Find every line in the material below that contains the string "blue", matching case exactly, and copy each of those lines in full.
___ Data to use
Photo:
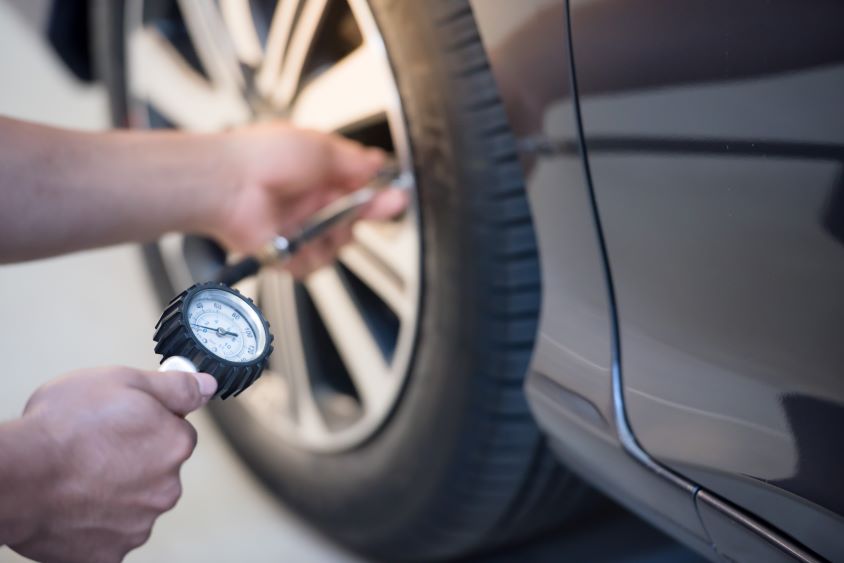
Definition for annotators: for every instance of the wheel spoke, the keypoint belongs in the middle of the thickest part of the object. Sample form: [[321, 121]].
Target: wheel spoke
[[281, 298], [363, 81], [237, 15], [380, 277], [277, 41], [163, 78], [355, 343], [210, 38], [307, 26], [392, 244]]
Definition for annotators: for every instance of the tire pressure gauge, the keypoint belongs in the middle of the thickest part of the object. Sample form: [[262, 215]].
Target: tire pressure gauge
[[215, 329]]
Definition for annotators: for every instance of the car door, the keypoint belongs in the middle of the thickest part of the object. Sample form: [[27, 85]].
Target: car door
[[715, 142]]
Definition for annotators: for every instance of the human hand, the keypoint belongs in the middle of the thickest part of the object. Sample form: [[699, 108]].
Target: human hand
[[284, 175], [116, 440]]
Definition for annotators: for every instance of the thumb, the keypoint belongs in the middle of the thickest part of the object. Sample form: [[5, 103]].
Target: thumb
[[181, 392]]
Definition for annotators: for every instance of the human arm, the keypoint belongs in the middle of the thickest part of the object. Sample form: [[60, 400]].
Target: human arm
[[94, 461], [65, 190]]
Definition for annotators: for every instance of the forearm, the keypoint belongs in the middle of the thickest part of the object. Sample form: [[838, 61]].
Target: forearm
[[25, 465], [64, 191]]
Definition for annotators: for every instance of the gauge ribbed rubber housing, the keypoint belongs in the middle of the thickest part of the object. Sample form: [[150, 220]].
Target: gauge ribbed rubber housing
[[174, 337]]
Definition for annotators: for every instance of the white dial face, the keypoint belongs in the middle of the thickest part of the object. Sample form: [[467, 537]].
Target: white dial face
[[225, 325]]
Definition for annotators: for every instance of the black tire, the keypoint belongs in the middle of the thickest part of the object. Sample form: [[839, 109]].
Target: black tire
[[460, 465]]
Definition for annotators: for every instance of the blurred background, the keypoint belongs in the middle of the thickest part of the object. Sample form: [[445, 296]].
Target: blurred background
[[105, 295]]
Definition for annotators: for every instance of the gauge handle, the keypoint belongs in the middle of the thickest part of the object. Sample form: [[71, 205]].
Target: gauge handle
[[177, 363]]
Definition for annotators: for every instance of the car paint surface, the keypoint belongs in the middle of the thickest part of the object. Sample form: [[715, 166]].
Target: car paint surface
[[715, 147], [570, 386]]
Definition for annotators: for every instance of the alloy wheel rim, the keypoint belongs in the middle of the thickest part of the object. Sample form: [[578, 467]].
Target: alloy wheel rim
[[345, 336]]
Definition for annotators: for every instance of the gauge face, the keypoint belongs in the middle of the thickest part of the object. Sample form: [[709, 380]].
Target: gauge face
[[226, 325]]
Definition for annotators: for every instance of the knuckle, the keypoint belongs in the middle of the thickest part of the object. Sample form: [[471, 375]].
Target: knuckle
[[137, 539], [185, 443], [168, 496], [188, 389]]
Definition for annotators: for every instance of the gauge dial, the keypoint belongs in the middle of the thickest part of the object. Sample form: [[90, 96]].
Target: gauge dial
[[225, 325], [219, 331]]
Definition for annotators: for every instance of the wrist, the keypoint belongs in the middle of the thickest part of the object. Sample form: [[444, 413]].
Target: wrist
[[27, 476], [218, 191]]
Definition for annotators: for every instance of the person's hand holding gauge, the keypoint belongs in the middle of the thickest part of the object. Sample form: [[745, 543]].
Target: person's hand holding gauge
[[217, 330]]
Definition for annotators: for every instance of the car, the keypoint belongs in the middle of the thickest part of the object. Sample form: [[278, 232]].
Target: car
[[621, 269]]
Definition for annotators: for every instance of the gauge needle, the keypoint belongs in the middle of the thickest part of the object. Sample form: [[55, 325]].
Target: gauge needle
[[221, 331]]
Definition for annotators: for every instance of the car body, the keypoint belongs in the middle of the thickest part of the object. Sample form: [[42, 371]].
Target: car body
[[684, 171]]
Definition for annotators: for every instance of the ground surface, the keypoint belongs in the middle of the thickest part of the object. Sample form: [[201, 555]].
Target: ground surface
[[97, 308]]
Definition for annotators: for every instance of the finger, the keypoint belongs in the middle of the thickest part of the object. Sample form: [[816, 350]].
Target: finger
[[351, 164], [387, 205], [180, 392]]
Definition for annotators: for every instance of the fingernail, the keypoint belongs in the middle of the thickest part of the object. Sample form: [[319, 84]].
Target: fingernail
[[375, 156], [207, 384]]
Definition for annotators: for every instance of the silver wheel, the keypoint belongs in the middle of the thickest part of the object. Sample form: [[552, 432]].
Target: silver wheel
[[346, 335]]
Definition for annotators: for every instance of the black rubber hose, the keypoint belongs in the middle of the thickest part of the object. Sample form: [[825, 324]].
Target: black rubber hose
[[233, 273]]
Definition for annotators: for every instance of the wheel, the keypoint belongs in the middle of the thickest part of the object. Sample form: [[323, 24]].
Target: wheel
[[393, 415]]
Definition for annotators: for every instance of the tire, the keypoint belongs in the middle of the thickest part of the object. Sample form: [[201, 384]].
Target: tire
[[460, 465]]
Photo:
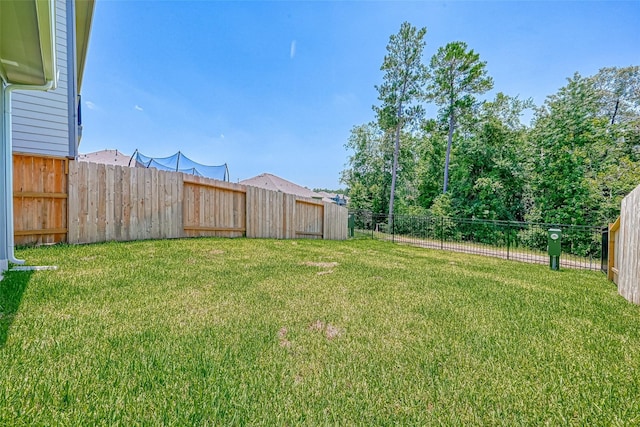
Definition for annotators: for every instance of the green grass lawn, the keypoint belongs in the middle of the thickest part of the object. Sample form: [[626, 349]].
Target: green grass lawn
[[266, 332]]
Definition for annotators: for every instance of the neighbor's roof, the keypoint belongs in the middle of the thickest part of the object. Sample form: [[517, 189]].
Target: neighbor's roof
[[275, 183], [107, 157]]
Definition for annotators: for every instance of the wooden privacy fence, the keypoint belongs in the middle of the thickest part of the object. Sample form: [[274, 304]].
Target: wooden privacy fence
[[40, 199], [625, 235], [119, 203]]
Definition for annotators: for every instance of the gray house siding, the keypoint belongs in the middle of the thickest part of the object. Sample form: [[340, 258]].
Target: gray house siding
[[45, 122]]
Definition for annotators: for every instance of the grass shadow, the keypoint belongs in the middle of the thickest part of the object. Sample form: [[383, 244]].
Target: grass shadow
[[12, 288]]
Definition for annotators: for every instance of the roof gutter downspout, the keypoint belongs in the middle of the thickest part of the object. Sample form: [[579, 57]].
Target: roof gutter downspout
[[6, 149], [8, 158]]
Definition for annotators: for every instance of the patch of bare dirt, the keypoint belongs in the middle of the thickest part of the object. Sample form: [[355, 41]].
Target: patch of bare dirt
[[282, 338], [320, 264], [330, 331]]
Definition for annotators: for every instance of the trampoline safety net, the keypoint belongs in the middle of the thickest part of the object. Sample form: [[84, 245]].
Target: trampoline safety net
[[180, 163]]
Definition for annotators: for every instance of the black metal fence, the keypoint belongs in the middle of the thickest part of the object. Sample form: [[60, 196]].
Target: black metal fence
[[522, 241]]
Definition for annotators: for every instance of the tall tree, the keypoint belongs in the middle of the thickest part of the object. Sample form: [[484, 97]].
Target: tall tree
[[404, 87], [369, 168], [456, 75], [587, 142]]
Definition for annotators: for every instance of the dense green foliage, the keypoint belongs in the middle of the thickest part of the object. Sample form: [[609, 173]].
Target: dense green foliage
[[573, 163], [266, 332], [402, 90]]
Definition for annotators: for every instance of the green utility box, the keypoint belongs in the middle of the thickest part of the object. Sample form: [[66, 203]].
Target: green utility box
[[351, 225], [554, 248]]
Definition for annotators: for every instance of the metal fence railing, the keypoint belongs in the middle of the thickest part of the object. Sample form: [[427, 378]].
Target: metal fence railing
[[512, 240]]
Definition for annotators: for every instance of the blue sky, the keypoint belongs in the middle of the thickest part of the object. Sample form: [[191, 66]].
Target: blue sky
[[277, 86]]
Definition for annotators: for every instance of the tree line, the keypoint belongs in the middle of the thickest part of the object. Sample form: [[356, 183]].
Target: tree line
[[573, 163]]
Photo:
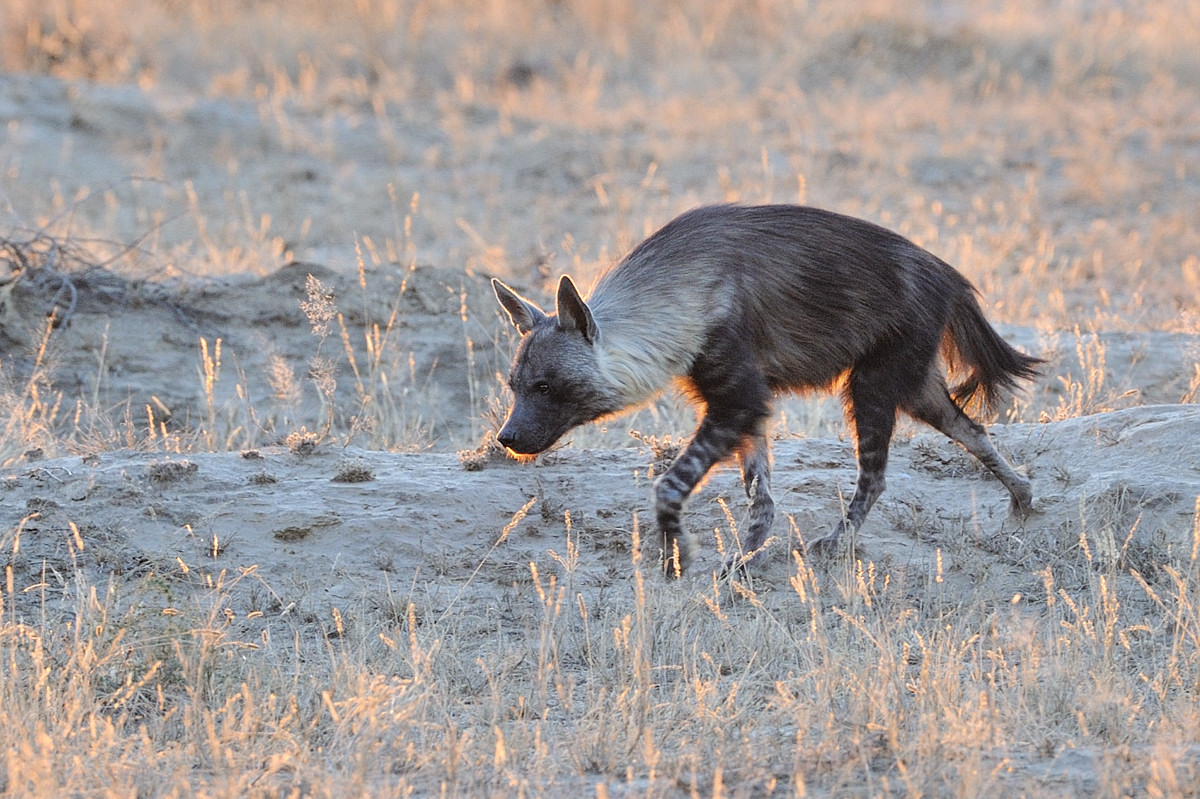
______
Solution to this problem:
Definition for annotators: for every instance of the blue sky, the keypoint belongs in the middle of the thickest part of the object. Sample form: [[191, 66]].
Target: blue sky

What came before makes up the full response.